● **PROMPT**: Reproduce everything from the line containing "Retail shelf audit: identify every rearview" down to the end of the material, substituting "Store shelf check" for "Retail shelf audit" and leaving all else unchanged; give only those lines.

----- TASK MATERIAL -----

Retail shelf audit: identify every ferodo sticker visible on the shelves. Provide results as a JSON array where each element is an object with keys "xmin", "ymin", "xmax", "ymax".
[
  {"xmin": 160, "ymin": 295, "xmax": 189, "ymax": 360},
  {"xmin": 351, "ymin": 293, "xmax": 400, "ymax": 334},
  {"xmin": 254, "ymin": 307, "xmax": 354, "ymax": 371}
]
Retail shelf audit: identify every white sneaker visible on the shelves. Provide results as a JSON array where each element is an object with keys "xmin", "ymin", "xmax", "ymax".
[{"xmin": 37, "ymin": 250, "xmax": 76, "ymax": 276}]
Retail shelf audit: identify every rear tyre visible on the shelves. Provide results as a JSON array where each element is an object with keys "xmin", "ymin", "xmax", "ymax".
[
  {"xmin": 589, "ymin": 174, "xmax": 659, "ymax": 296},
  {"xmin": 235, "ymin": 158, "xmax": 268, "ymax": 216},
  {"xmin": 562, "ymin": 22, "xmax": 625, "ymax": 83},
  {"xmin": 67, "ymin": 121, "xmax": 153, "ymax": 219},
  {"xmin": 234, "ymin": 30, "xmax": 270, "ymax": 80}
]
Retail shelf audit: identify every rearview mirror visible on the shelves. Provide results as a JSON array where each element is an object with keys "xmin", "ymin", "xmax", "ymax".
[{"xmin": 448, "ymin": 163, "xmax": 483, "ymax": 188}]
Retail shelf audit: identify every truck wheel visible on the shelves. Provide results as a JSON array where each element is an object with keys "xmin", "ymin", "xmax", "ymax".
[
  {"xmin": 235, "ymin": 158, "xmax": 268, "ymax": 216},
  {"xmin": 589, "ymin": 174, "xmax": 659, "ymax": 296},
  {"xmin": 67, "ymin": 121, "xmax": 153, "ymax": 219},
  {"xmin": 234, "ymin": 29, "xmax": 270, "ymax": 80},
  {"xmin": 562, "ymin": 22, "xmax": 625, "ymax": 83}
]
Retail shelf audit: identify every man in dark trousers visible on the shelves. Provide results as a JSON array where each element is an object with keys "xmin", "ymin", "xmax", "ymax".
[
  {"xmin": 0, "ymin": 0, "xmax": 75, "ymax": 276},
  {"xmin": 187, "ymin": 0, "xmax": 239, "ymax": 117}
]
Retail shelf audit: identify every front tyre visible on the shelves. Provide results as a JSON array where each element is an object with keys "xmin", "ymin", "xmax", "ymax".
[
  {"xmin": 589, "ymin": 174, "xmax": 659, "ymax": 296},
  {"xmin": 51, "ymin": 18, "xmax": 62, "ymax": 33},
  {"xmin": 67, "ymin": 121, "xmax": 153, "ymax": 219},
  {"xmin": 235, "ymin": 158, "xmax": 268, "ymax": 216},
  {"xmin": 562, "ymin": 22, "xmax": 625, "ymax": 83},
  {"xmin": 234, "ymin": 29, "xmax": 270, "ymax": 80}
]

-----

● **FULL SOLUTION**:
Store shelf check: identify every rearview mirror visible on the shelves. Provide results as a JSON array where each element is an object with keys "xmin", "ymin", "xmax", "ymax".
[{"xmin": 448, "ymin": 163, "xmax": 483, "ymax": 188}]
Store shelf check: identify every truck wheel visible on the shelves. Provide results as a JSON array where each element is an object with keys "xmin", "ymin", "xmax", "ymax".
[
  {"xmin": 235, "ymin": 158, "xmax": 268, "ymax": 216},
  {"xmin": 589, "ymin": 174, "xmax": 659, "ymax": 296},
  {"xmin": 67, "ymin": 121, "xmax": 153, "ymax": 219},
  {"xmin": 234, "ymin": 29, "xmax": 270, "ymax": 80},
  {"xmin": 562, "ymin": 22, "xmax": 625, "ymax": 83}
]
Store shelf check: identify every man in dark trousers visible on the shelves. Provide results as a JSON array where each element is an object with keys "xmin", "ymin", "xmax", "ymax".
[
  {"xmin": 0, "ymin": 0, "xmax": 75, "ymax": 276},
  {"xmin": 187, "ymin": 0, "xmax": 239, "ymax": 117}
]
Store shelf check: identify every front tyre visible on the shelves. Provide results as a JSON array where each element is an object with keys "xmin", "ymin", "xmax", "ymax".
[
  {"xmin": 589, "ymin": 174, "xmax": 659, "ymax": 296},
  {"xmin": 51, "ymin": 18, "xmax": 62, "ymax": 33},
  {"xmin": 67, "ymin": 121, "xmax": 153, "ymax": 219},
  {"xmin": 235, "ymin": 158, "xmax": 268, "ymax": 216},
  {"xmin": 562, "ymin": 22, "xmax": 625, "ymax": 83},
  {"xmin": 234, "ymin": 29, "xmax": 270, "ymax": 80}
]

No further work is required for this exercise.